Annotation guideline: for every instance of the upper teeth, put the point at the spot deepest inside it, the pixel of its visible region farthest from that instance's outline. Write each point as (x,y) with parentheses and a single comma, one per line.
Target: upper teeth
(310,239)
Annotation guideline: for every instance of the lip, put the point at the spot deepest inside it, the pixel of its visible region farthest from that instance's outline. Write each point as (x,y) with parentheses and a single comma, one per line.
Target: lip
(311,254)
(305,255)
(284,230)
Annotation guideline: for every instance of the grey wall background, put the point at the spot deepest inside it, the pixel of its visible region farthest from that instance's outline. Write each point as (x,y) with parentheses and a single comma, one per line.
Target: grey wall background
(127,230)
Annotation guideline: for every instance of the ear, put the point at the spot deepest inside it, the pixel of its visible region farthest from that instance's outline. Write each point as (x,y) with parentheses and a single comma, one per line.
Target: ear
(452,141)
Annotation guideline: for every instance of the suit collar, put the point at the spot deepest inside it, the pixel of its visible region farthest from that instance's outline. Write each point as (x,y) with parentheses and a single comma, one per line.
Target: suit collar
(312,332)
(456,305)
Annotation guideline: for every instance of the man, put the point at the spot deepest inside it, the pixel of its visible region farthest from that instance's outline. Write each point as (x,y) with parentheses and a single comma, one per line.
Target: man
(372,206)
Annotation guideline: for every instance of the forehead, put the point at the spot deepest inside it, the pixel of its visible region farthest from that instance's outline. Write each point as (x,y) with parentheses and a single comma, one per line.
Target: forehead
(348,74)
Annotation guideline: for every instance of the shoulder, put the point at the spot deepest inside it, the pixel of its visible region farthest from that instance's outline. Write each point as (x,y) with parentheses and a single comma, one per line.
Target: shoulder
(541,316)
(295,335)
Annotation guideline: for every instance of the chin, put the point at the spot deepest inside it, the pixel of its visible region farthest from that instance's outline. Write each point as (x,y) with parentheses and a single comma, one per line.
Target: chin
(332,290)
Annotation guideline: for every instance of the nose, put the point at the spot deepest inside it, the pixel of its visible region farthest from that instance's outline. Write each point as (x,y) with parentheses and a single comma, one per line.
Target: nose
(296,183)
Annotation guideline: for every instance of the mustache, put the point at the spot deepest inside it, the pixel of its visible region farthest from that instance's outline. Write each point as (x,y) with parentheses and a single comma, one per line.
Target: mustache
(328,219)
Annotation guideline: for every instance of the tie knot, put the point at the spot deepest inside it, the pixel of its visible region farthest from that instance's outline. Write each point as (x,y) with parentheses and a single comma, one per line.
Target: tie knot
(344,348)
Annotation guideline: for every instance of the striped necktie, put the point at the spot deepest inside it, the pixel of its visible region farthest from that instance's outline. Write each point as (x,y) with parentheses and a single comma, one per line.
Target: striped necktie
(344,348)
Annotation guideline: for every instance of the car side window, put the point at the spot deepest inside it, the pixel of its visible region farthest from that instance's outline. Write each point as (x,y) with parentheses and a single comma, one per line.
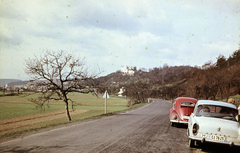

===

Your instructions: Gather every line of the records that contains the word "grey". Case counts.

Exercise result:
Annotation guideline: for every instance of the grey wall background, put the point at the spot deepest inside it, the pixel of its visible region farthest from that instance's outline. Write each point as (x,y) with parentheses and a single comma, one per line.
Target: grey wall background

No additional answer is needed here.